*Given passage*.

+===+

Not all Fed officials favored tapering of balance sheet contraction process

By Thomson Reuters May 22, 2024 | 1:55 PM

By Michael S. Derby

NEW YORK (Reuters) – Meeting minutes from the Federal Reserve’s most recent policy gathering showed that the decision then to moderate the pace of the balance sheet drawdown was not unanimous.

“Almost all participants expressed support for the decision to begin to slow the pace of decline of the Federal Reserve’s securities holdings in June,” said the minutes of the April 30-May 1 Federal Open Market Committee gathering, released Wednesday.

“A few participants indicated that they could have supported a continuation of the current pace of balance sheet runoff at this time or a slightly higher redemption cap on Treasury securities than was decided upon,” the minutes said. The document also showed that “a few” FOMC members said the caps in place at the meeting weren’t being met in any case.

The meeting minutes add further detail to a plan announced by the Fed at the start of the month to reduce the pace of its balance sheet contraction widely known as quantitative tightening, or QT, as a means to reduce the risk of market stress and potentially allow holdings to be reduced by more than if the prior pace of run off was maintained.

As part of that FOMC meeting the Fed said the monthly draw down in Treasuries would fall from a $60 billion per month cap to $25 billion. The Fed maintained the mortgage run off cap at $35 billion per month, a level it has already struggled to achieve given conditions in the housing sector. Fed Chair Jerome Powell said then he’s expecting to see about $40 billion per month in run off when the new plan goes into effect at the start of June.

Most Fed officials who have spoken publicly on the outlook for QT have spoken favorably about slowing the process down. However, Kansas City Fed President Jeff Schmid said in a May 14 speech that he understood the Fed decision while noting “I would still reconfirm my preference to shrink the balance sheet as much as possible consistent with the Fed’s current operating framework.”


After doubling holdings from the onset of the coronavirus pandemic four years ago, the Fed has since 2022 been allowing Treasuries and mortgage bonds to mature and not be replaced. The run up in the balance sheet was aimed at calming markets and providing stimulus beyond the near-zero interest rate policy imposed by the Fed in March 2020.

+===+

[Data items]
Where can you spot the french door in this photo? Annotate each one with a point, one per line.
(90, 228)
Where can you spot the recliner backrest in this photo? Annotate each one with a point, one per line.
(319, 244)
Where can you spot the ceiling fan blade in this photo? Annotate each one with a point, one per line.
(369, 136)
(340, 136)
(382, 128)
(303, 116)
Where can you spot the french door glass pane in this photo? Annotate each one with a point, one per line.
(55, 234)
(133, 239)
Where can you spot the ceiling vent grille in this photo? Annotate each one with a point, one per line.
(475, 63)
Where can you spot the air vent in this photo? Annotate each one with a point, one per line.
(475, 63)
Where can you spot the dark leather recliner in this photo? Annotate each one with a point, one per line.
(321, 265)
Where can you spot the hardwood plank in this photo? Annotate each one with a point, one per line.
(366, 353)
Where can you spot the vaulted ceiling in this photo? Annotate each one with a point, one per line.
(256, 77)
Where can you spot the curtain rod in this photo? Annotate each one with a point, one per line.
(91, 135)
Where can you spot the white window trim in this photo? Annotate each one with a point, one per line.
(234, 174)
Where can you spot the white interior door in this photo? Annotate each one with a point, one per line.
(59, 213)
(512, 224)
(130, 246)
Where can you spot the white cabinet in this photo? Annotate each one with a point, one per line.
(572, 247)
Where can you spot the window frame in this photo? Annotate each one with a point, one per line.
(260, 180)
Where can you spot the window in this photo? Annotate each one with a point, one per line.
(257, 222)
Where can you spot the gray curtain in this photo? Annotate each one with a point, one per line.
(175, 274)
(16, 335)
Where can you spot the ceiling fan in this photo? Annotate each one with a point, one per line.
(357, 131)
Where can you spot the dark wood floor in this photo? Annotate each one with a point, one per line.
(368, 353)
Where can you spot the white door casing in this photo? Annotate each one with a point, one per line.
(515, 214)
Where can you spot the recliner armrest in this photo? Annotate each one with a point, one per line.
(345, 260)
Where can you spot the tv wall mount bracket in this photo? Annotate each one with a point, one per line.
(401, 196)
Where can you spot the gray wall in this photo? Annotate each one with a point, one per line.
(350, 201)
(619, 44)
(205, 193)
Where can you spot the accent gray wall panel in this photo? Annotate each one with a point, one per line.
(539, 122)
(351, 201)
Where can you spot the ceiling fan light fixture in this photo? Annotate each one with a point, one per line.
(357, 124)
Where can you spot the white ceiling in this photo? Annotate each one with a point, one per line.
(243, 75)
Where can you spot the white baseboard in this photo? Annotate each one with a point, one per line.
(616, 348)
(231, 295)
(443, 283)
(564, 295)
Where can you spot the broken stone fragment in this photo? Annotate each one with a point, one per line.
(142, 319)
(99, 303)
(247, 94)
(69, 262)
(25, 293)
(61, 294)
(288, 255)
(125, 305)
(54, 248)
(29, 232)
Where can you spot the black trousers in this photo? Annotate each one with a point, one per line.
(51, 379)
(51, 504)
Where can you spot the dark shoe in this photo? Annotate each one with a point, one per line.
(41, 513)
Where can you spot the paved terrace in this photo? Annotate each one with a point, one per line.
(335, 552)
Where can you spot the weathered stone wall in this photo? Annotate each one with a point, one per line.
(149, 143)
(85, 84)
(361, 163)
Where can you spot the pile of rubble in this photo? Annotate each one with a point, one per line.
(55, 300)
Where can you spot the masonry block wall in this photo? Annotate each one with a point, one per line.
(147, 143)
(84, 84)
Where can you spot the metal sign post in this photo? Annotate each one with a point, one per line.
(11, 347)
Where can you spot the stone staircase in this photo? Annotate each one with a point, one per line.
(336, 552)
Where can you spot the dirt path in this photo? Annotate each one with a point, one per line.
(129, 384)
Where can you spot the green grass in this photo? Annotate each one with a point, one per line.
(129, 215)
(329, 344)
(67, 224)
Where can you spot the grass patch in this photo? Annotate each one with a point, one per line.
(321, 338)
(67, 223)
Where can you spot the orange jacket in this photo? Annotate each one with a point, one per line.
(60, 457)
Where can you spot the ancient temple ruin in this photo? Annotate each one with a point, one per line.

+===+

*Work instruction 1*.
List every dollar amount the Fed article gives, with a short note on what each one refers to.
*Work instruction 2*.
In the Fed article, on what date did Kansas City Fed President Jeff Schmid give the speech that is quoted?
*Work instruction 3*.
Please continue the Fed article from the point where it ends, adding a few paragraphs.

*Response box 1*.
- $60 billion: the previous monthly cap on the Treasury drawdown
- $25 billion: the new monthly cap on the Treasury drawdown
- $35 billion: the monthly mortgage runoff cap, which the Fed kept
- $40 billion: the monthly runoff Jerome Powell said he expects once the new plan takes effect in June

*Response box 2*.
May 14.

*Response box 3*.
The Fed began raising rates to tackle high inflation in the spring of 2022, and later that year it started allowing bonds it owned to mature and not be replaced, in a bid to withdraw what it viewed as excessive market liquidity. That’s taken overall Fed holdings from $9 trillion to the current $7.4 trillion.

Fed officials remain uncertain about the ultimate size of Fed holdings. Officials are aiming to have enough liquidity in the system to allow for normal market rate volatility and firm control over the federal funds rate, their main monetary policy tool.

“The purpose of slowing the pace of reduction of the balance sheet is completely to smooth this process for us, to be able to better monitor and to understand what’s happening with the demand for reserves and the ampleness of the supply of reserves,” New York Fed President John Williams told Reuters on May 15. “It gives financial institutions time to gradually adjust to changing market conditions,” he added.

A recent New York Fed report projected that depending on market demand for reserves the balance sheet could settle somewhere between $6 trillion and $6.5 trillion at some point potentially in 2025.

Recent remarks from Roberto Perli, a New York Fed official responsible for implementing monetary policy, noted the process of the drawdown has been smooth so far. He also laid out guideposts for what the Fed is watching to gauge market liquidity levels.

Perli said he’s keeping an eye on “domestic bank activity in federal funds, the timing of interbank payments, the amount of daylight overdrafts, and the share of repo volume trading at or above the [interest on reserve balances]” rate.